TO DO
An exact copy of all the data, minus the images, is required.

DATA EXTRACT
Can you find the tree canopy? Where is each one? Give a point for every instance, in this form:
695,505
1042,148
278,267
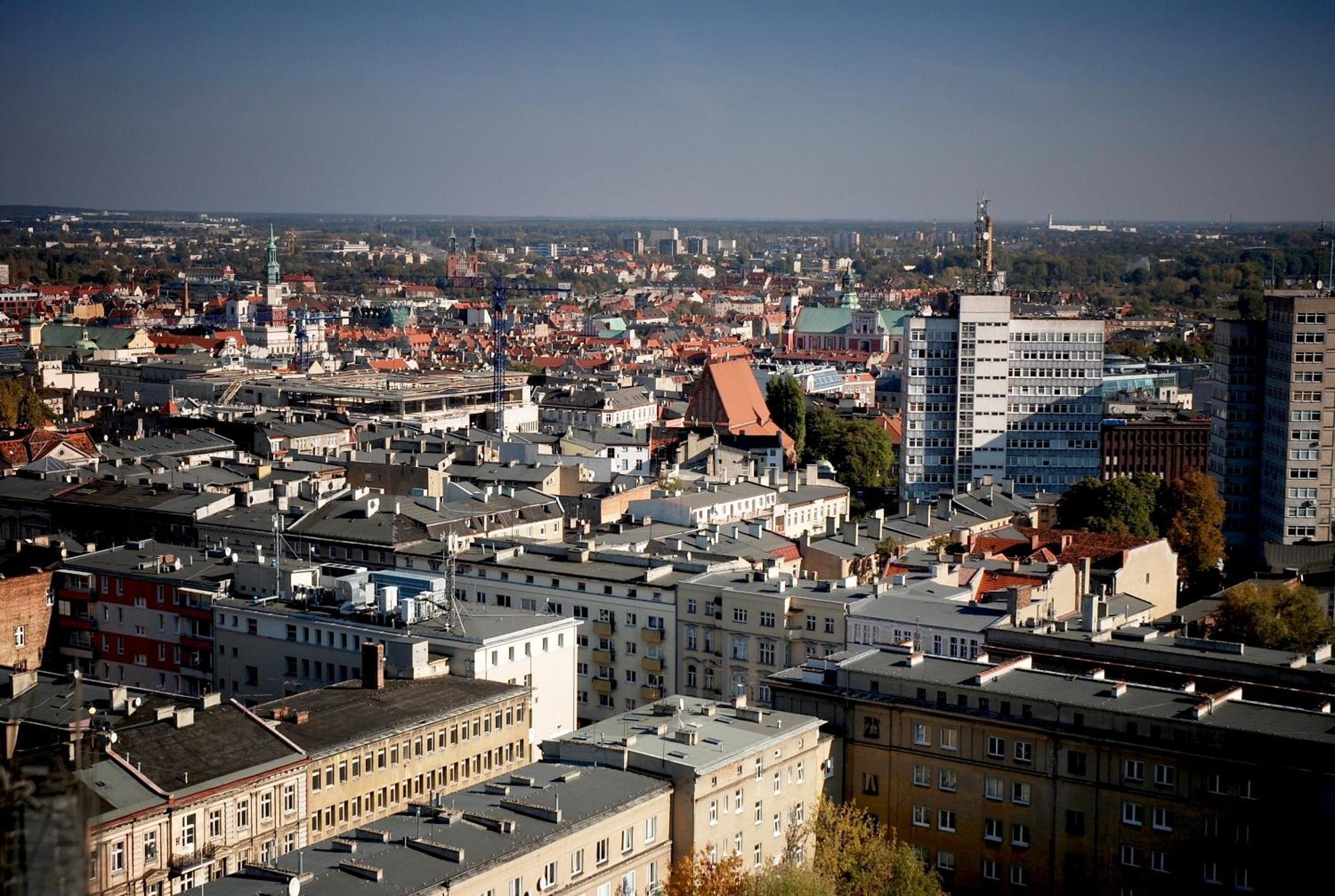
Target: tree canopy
860,450
1278,615
788,407
21,406
840,851
1195,523
1115,506
1189,512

EXERCISE RESULT
Can you find the tree canopy? Where is each one? Give a point for every instance, in this form:
695,505
1042,148
278,267
Target: tree canopy
860,450
1278,615
788,407
21,406
840,851
1195,523
1115,506
1189,512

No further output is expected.